DATASET RECORDS section start

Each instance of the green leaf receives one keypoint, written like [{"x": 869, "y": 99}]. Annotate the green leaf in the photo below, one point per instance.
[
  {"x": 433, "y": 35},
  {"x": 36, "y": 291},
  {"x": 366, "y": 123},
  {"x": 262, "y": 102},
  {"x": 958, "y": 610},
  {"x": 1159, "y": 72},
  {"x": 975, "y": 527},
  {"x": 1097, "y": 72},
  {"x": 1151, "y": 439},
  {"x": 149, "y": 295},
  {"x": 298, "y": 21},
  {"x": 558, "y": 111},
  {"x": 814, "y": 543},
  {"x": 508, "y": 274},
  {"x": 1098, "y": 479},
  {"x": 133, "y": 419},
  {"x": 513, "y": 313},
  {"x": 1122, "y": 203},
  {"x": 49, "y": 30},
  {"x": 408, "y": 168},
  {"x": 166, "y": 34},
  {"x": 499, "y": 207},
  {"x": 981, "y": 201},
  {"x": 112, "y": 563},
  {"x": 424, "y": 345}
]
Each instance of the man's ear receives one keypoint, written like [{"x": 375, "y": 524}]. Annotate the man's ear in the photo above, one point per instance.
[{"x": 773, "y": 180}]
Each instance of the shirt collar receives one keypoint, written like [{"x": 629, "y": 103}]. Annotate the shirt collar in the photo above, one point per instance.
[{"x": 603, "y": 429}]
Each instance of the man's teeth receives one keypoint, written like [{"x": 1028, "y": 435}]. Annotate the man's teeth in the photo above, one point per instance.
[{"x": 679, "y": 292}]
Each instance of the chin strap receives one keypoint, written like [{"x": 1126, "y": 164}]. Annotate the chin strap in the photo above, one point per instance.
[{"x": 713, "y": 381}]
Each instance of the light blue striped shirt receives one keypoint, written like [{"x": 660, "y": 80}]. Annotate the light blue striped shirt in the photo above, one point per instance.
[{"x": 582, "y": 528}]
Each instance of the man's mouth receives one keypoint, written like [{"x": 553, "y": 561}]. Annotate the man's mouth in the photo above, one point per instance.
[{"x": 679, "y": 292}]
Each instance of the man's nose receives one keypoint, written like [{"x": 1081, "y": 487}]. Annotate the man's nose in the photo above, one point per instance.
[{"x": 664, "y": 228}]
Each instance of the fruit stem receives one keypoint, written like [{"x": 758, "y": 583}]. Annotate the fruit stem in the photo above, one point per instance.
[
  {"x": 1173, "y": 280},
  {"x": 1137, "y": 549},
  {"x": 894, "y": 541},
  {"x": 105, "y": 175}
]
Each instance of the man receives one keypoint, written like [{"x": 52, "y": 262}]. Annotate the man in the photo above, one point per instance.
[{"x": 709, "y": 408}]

DATASET RECORDS section end

■ **HOW TO COMPLETE THIS TASK**
Nothing but the lines from the one containing "Each instance of the man's ear" to the end of the records above should appear, each copied exactly.

■ **RESPONSE TO THIS TASK**
Each instance of the man's ear receives one keypoint, written like [{"x": 375, "y": 524}]. Annotate the man's ear in the photo above, one point per instance.
[{"x": 773, "y": 180}]
Each instance of the shirt collar receives one keypoint, written like [{"x": 629, "y": 103}]. Annotate the shirt collar in the photo above, one point per instance.
[{"x": 603, "y": 429}]
Each instance of the man's teeth receives one keypoint, written like [{"x": 1028, "y": 435}]. Annotate the man's teeth in the photo above, one point per instance.
[{"x": 679, "y": 292}]
Each instance of the chin strap receives one keypoint, written like [{"x": 1126, "y": 164}]. Annotate the chin strap in the photo above, one point per instance.
[{"x": 713, "y": 381}]
Each instance of the light blue striped shirt receives one keypoint, written like [{"x": 660, "y": 80}]. Annotate the light blue striped shirt in the photo above, one point per instance.
[{"x": 582, "y": 528}]
Each instance of the man's mouth receives one keypoint, written like [{"x": 553, "y": 561}]. Annotate the man's mouth in the photo above, one point per instance.
[{"x": 679, "y": 292}]
Each instance of the man's nose receives one keypoint, written like [{"x": 1081, "y": 487}]. Annotate the man's nose in the photo above, one point per instance.
[{"x": 664, "y": 228}]
Each instance of the fruit stem receives one keypoint, written like [{"x": 758, "y": 583}]. Annotate the fruit stem in the photo above, one point per instance.
[
  {"x": 1173, "y": 280},
  {"x": 1137, "y": 549},
  {"x": 894, "y": 541},
  {"x": 105, "y": 175}
]
Each instance of the man receives one keypoint, written like [{"x": 52, "y": 262}]. Annotate the man in the photo above, one point per instance.
[{"x": 709, "y": 408}]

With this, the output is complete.